__Texto apresentado__:
════
No cotejo, com a devida vênia, deve-se dar prevalência ao externado pela Oficiala da Justiça, servidora munida de fé pública, sem qualquer vinculação ou animosidade com as partes. De outro lado, a testemunha CARLOS ALBERTO, embora compromissado, exercia cargo comissionado na administração municipal como Secretário, filiado ao PDT e superior hierárquico da demandada CLEUSA. 

 

Quanto ao bilhete encontrado na Secretaria Municipal de Assistência Social, embora haja referência no auto de cumprimento de que o mesmo estava na bolsa de CLEUSA, o depoimento da Oficiala de Justiça Thais da Silva Carretta esclareceu que o bilhete foi encontrado no lixo: "lembro que ele mexeu no lixo e ele achou uma papelzinho amassado, pequenininho, não era uma folha de ofício, era pequenininho, que tinha escrito os nomes, não lembro os nomes, mas era nomes que, assim, pra mim, não diziam nada. ... Depois que fiquei sabendo que era vereadores ou candidatos, uma coisa assim".

E prossegue:

(...)
════
__Conteúdo da listagem__:
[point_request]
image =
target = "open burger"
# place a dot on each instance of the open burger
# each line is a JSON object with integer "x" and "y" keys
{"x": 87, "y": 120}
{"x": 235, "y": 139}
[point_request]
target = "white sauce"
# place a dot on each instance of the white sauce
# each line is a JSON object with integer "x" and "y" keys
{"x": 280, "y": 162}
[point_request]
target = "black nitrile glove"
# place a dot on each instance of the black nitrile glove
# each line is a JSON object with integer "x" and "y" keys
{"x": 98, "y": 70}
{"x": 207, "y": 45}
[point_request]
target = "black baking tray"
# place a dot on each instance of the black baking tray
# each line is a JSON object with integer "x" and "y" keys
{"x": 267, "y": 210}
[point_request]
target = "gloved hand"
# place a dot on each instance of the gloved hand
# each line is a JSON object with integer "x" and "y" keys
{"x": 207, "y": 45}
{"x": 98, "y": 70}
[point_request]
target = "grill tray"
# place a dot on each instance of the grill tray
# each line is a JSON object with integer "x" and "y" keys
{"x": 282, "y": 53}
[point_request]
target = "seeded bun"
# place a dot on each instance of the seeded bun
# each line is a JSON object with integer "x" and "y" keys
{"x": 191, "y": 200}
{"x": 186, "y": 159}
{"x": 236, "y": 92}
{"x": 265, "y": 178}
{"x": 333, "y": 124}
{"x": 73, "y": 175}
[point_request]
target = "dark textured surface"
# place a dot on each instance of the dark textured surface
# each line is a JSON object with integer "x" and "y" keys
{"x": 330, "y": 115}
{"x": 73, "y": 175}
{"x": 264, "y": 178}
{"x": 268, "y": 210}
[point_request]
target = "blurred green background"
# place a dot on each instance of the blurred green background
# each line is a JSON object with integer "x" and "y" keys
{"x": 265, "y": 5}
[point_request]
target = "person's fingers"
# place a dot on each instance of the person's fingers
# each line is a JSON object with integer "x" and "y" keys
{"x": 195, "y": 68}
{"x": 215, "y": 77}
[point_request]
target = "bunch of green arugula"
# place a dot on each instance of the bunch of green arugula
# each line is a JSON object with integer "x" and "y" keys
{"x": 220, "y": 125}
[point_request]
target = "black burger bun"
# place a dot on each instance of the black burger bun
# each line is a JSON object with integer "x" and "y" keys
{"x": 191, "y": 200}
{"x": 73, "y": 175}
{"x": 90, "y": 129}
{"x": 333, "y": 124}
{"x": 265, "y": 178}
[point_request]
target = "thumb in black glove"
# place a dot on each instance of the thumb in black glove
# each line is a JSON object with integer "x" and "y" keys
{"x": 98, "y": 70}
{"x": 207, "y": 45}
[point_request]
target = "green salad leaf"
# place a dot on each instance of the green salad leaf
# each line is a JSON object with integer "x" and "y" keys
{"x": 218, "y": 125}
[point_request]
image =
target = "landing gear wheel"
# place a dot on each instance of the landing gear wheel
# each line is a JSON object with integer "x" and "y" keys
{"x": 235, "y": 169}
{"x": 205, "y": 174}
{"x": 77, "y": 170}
════
__Tarefa proposta 1__: Segundo o depoimento da Oficiala de Justiça citado no texto apresentado, onde o bilhete foi encontrado?
__Tarefa proposta 2__: Dê continuidade ao texto apresentado a partir do ponto em que ele termina.

__Resposta 1__: No lixo.

__Resposta 2__:
TESTEMUNHA: Não, não, esse manuscrito aqui é do lixo, certeza, não é da bolsa ... 

DEFESA: Essa certidão tá incoerente com o local do papel, Doutor 

TESTEMUNHA: É, então deve ter acontecido um equívoco. O papel foi no lixo, na bolsa era uma notinha 

DEFESA: Tais, o papel é isso aqui, né? 

TESTEMUNHA: É, tava no lixo, ele tava amassadinho no lixo

(...)

 

Essa versão também é ratificada pelo testemunho de Maicon Oliveira Elegda, policial civil que presenciou a descoberta do papel no lixo:

"[...]. MP: Encontrou alguma coisa suspeita ou passível de envolvimento em ilícito eleitoral? 

TESTEMUNHA: Eu lembro o telefone de CLEUSA foi apreendido e alguns papeis que tavam no lixo sobre a eleição, alguns nomes de candidatos 

MP: Quando o Doutor encontrou esse papel no lixo tu já tava lá? 

TESTEMUNHA: Sim, sim 

MP: Chegou a ver isso? 

TESTEMUNHA: Sim! [...]" 

 

Devidamente esclarecida a localização do bilhete, não há nulidade a ser declarada nesse ponto, pois, em tendo sido o documento encontrado no lixo de um órgão público, sem qualquer reflexo nas atividades pessoais dos servidores envolvidos, desnecessária a expedição de mandado judicial específico para apreensão desse documento.

De outra banda, o argumento de que o Ministério Público Eleitoral agiu como testemunha do ato, atraindo vedação relacionada ao impedimento do juiz contida no art. 252 do Código de Processo Penal, igualmente não merece guarida, pois o Promotor Eleitoral estava agindo em nome próprio na condição de presidente das investigações, e não na condição de mera testemunha.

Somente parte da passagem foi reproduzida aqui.